[A block of data]

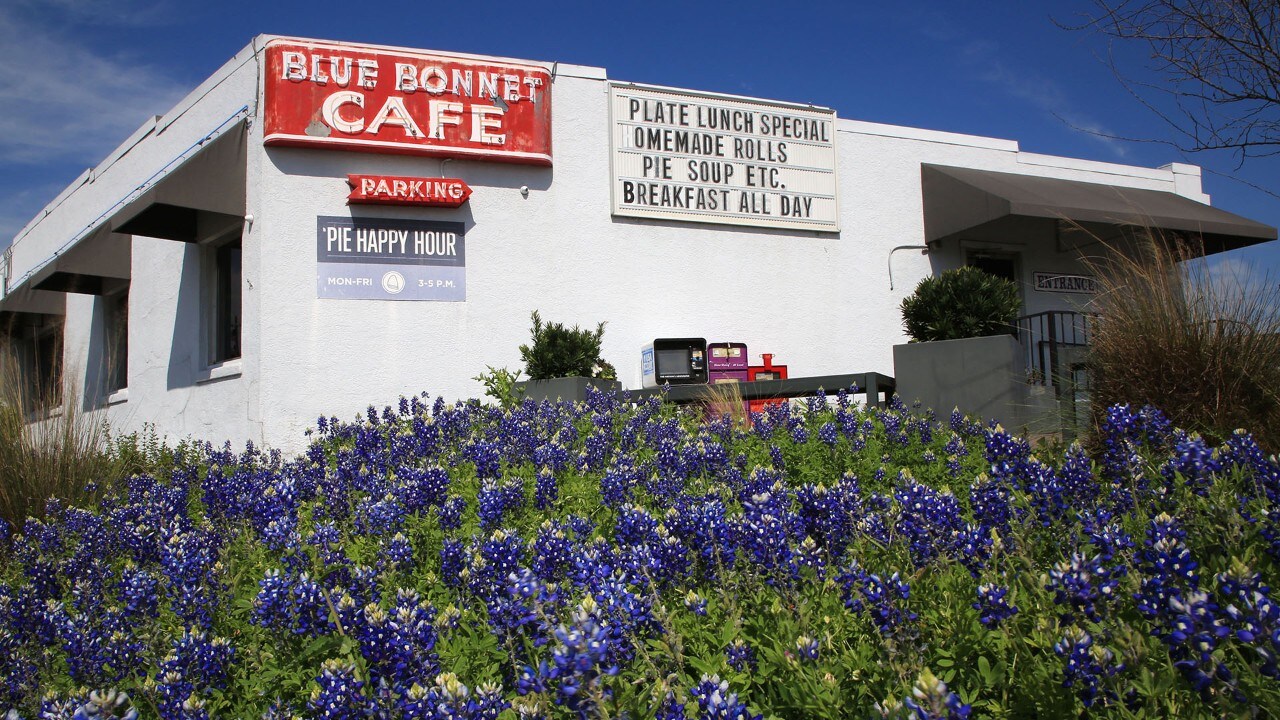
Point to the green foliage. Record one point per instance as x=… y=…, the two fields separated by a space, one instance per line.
x=860 y=670
x=557 y=351
x=499 y=383
x=958 y=304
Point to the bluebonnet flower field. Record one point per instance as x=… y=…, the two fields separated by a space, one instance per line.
x=616 y=560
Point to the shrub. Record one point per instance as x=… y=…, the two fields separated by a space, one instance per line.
x=961 y=302
x=557 y=351
x=1205 y=350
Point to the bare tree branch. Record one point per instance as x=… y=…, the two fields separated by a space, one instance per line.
x=1219 y=63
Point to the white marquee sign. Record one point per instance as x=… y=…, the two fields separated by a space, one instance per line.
x=702 y=158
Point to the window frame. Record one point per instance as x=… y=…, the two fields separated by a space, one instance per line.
x=115 y=341
x=222 y=286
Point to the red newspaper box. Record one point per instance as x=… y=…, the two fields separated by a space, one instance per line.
x=766 y=372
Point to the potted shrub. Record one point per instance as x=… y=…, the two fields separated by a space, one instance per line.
x=562 y=363
x=963 y=351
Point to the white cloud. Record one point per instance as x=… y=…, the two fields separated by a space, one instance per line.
x=1042 y=94
x=18 y=208
x=62 y=100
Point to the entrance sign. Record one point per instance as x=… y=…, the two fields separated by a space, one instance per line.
x=1057 y=282
x=384 y=259
x=397 y=190
x=380 y=100
x=700 y=158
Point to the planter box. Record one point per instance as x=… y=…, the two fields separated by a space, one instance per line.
x=570 y=390
x=982 y=376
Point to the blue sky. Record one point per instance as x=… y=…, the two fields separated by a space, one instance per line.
x=78 y=76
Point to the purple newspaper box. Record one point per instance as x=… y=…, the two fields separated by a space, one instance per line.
x=726 y=361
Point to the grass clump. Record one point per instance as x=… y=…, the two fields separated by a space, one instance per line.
x=49 y=447
x=1203 y=349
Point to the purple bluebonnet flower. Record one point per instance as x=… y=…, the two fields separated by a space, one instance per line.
x=451 y=700
x=545 y=488
x=807 y=647
x=420 y=488
x=103 y=705
x=451 y=513
x=882 y=600
x=931 y=700
x=695 y=604
x=496 y=500
x=740 y=656
x=992 y=607
x=1087 y=664
x=398 y=552
x=716 y=702
x=338 y=693
x=1083 y=584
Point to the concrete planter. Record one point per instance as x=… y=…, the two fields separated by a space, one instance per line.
x=982 y=376
x=570 y=390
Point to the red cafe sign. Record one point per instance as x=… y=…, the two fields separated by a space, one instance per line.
x=374 y=100
x=396 y=190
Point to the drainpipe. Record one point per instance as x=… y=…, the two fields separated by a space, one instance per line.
x=923 y=249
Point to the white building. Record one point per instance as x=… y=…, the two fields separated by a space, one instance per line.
x=211 y=277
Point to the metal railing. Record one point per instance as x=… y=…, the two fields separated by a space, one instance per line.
x=1054 y=347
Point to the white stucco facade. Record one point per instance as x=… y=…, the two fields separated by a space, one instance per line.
x=821 y=302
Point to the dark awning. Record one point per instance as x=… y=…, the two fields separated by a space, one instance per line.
x=961 y=199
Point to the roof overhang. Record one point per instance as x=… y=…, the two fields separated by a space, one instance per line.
x=965 y=201
x=199 y=200
x=96 y=265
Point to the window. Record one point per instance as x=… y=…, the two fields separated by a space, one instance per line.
x=115 y=333
x=41 y=361
x=1002 y=265
x=223 y=300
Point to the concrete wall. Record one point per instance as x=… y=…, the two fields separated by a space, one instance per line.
x=821 y=302
x=981 y=376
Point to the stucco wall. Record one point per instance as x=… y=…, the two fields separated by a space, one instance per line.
x=819 y=302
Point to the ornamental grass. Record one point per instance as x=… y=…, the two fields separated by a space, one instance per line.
x=49 y=447
x=1205 y=349
x=635 y=560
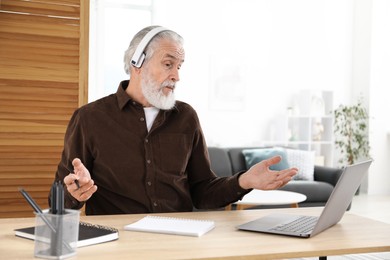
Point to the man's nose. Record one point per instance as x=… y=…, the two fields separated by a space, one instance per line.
x=175 y=75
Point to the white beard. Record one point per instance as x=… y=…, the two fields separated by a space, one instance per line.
x=154 y=93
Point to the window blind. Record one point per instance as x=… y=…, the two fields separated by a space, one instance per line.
x=43 y=79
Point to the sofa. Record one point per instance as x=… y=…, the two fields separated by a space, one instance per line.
x=228 y=161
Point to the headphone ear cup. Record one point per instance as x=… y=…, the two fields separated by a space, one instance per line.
x=140 y=61
x=139 y=55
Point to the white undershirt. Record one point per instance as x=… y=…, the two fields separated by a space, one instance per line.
x=150 y=114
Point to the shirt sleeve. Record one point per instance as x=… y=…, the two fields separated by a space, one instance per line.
x=75 y=146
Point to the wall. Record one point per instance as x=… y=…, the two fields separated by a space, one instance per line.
x=245 y=65
x=43 y=79
x=379 y=176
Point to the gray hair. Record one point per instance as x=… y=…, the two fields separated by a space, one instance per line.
x=151 y=47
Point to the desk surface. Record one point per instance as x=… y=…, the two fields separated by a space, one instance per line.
x=353 y=234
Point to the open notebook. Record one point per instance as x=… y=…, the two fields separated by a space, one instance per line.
x=168 y=225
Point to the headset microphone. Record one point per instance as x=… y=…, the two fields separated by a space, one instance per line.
x=139 y=55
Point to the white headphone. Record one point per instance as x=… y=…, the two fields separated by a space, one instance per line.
x=139 y=55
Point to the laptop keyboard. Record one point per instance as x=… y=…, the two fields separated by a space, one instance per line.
x=301 y=225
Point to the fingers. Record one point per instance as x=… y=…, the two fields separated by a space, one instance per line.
x=82 y=192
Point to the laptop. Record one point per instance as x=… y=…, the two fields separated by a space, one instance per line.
x=308 y=226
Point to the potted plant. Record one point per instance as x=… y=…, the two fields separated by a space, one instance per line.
x=351 y=133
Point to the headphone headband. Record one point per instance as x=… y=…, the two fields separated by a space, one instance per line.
x=139 y=55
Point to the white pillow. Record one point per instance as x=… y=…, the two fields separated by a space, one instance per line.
x=304 y=161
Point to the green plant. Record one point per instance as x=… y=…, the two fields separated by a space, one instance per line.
x=351 y=133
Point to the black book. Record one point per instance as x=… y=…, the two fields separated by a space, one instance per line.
x=89 y=234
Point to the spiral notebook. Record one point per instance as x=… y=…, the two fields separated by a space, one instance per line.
x=89 y=234
x=175 y=226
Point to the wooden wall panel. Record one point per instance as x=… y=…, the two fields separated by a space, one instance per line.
x=43 y=79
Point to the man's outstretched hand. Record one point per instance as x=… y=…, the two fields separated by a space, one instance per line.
x=85 y=188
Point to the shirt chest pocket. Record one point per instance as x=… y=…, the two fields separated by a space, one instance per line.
x=174 y=151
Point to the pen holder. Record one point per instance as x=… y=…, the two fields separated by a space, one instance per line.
x=56 y=236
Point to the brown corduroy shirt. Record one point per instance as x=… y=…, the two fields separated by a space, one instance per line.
x=136 y=171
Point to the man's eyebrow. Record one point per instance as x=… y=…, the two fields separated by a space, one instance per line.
x=172 y=57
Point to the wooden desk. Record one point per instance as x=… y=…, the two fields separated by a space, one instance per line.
x=352 y=235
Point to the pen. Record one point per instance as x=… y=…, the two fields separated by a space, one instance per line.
x=39 y=212
x=36 y=208
x=75 y=181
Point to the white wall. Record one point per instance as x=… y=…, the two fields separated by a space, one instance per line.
x=379 y=177
x=274 y=48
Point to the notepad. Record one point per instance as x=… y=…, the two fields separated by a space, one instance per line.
x=175 y=226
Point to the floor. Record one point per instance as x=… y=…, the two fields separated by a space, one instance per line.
x=371 y=206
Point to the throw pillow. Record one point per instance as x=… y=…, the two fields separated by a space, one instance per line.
x=253 y=156
x=304 y=161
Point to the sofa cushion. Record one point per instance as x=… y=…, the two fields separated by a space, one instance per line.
x=237 y=159
x=220 y=162
x=315 y=191
x=253 y=156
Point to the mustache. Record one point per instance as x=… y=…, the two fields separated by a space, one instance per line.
x=168 y=83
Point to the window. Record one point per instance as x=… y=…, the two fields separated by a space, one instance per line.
x=113 y=23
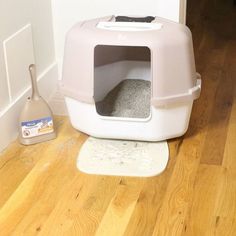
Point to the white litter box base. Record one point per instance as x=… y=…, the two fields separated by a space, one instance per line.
x=123 y=158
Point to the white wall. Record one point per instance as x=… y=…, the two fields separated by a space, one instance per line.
x=68 y=12
x=26 y=36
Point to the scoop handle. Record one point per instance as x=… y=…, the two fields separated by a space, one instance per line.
x=35 y=93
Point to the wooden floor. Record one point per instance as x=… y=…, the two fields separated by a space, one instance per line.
x=42 y=192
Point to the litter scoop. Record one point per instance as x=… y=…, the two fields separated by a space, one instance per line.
x=36 y=119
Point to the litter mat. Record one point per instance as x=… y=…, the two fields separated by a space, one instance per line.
x=123 y=158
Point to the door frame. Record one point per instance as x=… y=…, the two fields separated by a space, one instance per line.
x=182 y=11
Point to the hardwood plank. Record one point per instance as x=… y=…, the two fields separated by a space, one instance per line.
x=225 y=226
x=150 y=199
x=37 y=194
x=227 y=206
x=120 y=209
x=17 y=161
x=202 y=214
x=82 y=207
x=174 y=209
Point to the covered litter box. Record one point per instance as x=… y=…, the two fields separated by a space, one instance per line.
x=130 y=78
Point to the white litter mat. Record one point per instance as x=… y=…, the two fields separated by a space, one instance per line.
x=123 y=158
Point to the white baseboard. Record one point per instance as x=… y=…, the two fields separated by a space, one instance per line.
x=47 y=82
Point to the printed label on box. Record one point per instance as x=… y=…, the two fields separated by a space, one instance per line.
x=37 y=127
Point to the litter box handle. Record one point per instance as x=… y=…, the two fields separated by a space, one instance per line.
x=192 y=94
x=128 y=26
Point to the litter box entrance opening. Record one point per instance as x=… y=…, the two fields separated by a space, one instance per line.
x=122 y=81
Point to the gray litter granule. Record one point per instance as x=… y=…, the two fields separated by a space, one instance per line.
x=130 y=98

• OBJECTIVE: Lay out the lines from the start of the data through the line with "x=222 y=286" as a JSON list of strings, one string per line, skipping blank lines and leaving out the pictures.

• SOLUTION TO THIS PROBLEM:
[
  "Point to the green foliage. Record one point per instance as x=… y=…, the two fields separated by a space, one instance per line.",
  "x=860 y=670",
  "x=557 y=351",
  "x=499 y=383",
  "x=958 y=304",
  "Point to the bluebonnet flower field. Record one point per instance as x=… y=…, the two fields separated by a space, one instance per line.",
  "x=616 y=560",
  "Point to the shrub. Record one point per instance as x=… y=…, the two fields separated by a space, one instance per line.",
  "x=961 y=302",
  "x=557 y=351",
  "x=1205 y=350",
  "Point to the bare tree branch. Record one point per instance as x=… y=…, the two fields separated by a space, one instance per line.",
  "x=1219 y=63",
  "Point to the white marquee sign. Record one point per instance as x=… y=…, the two fields separated by a space, one instance per line.",
  "x=702 y=158",
  "Point to the window frame. Record one point per instance as x=… y=…, the two fields separated by a space, one instance per line.",
  "x=115 y=341",
  "x=222 y=286"
]